_Given instruction_
Render the stretch from the line containing "query | frozen river edge" through the line containing "action | put a dot on each instance of the wet" as a numbered list, leaving out blank lines.

_Record list_
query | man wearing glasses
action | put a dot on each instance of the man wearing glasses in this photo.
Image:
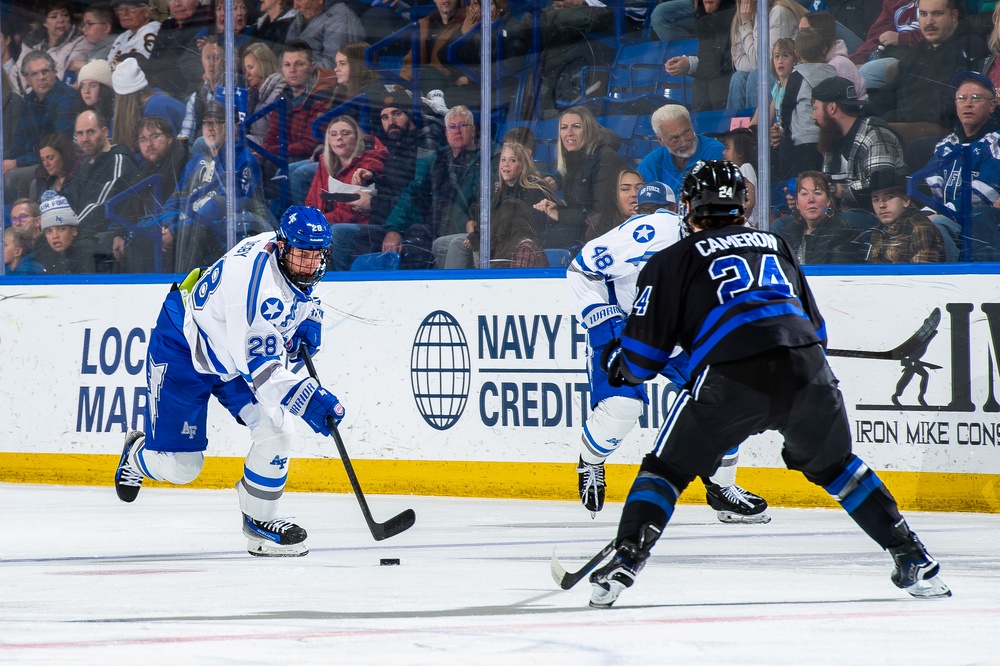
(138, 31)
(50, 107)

--

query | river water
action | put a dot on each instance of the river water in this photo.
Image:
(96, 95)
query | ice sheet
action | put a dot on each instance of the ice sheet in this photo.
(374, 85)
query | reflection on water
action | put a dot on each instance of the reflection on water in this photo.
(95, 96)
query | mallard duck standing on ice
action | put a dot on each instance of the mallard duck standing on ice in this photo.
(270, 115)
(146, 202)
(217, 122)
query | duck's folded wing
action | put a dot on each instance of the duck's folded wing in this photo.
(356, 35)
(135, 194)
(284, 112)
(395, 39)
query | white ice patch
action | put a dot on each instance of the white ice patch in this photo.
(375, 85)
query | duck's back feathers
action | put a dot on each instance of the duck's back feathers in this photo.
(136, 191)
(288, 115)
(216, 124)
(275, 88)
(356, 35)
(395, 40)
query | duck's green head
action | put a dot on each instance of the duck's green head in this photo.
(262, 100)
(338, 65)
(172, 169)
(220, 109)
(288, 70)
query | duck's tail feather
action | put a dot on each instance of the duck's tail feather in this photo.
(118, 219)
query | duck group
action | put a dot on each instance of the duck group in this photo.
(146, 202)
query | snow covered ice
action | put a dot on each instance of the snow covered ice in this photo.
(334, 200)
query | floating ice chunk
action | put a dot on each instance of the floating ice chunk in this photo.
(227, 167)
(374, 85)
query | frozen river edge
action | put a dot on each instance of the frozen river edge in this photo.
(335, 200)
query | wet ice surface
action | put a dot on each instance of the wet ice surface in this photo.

--

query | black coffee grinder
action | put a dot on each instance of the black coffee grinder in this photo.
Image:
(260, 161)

_Task result_
1. query | frozen river edge
2. action | put a dot on each instance of the frozen river edge in this photo.
3. (335, 200)
4. query | wet ice surface
5. action | put a dot on each instance of the wet ice surface in this photo.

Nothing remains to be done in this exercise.